(INFORMATION SHOWN):

########

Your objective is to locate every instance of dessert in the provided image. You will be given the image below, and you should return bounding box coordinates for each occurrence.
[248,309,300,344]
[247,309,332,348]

########

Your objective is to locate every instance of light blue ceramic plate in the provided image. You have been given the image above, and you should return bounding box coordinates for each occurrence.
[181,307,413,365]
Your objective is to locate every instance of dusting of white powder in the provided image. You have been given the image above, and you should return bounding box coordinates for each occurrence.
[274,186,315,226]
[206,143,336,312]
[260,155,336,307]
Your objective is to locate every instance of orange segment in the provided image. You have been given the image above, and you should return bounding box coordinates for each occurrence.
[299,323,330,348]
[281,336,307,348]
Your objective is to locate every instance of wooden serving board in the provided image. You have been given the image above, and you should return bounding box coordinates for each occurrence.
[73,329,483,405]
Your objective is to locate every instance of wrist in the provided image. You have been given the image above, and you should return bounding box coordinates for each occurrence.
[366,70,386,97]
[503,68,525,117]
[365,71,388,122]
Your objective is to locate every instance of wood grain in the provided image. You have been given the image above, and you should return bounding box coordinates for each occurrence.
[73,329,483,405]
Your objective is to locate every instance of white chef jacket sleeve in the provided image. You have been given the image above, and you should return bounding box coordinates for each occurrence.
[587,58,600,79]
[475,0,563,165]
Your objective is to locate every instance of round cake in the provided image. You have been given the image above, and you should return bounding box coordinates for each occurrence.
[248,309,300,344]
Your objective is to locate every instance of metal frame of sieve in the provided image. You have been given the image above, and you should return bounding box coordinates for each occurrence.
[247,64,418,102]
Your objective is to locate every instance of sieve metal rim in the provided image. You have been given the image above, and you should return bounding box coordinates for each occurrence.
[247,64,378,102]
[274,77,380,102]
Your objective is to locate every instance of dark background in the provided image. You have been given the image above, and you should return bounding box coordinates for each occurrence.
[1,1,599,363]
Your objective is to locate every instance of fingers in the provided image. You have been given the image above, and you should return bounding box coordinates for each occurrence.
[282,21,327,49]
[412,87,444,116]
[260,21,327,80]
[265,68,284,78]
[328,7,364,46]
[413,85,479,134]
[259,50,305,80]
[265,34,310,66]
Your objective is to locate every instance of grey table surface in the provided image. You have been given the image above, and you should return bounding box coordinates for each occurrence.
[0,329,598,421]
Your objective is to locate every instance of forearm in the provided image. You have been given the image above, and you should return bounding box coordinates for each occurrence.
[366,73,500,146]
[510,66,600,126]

########

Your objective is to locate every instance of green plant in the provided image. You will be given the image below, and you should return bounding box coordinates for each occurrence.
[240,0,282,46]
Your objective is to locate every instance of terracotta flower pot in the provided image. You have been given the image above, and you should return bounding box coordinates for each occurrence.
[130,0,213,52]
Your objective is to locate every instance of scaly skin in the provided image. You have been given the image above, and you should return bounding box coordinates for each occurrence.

########

(PROBLEM): Transcribe the lines above between the line holding "Your objective is to locate every instance of terracotta" and the line holding "Your objective is to locate every instance of scaly", inclusive, exactly as they stand and with nothing added.

(ANSWER BELOW):
Your objective is to locate every instance of terracotta flower pot in the provided image. You have been given the image above, and you should return bounding box coordinates for each occurrence.
[130,0,213,52]
Your objective is to locate every instance of scaly skin in the provided image. You have been given the image above, and you should return bounding box coordinates for each occurrence.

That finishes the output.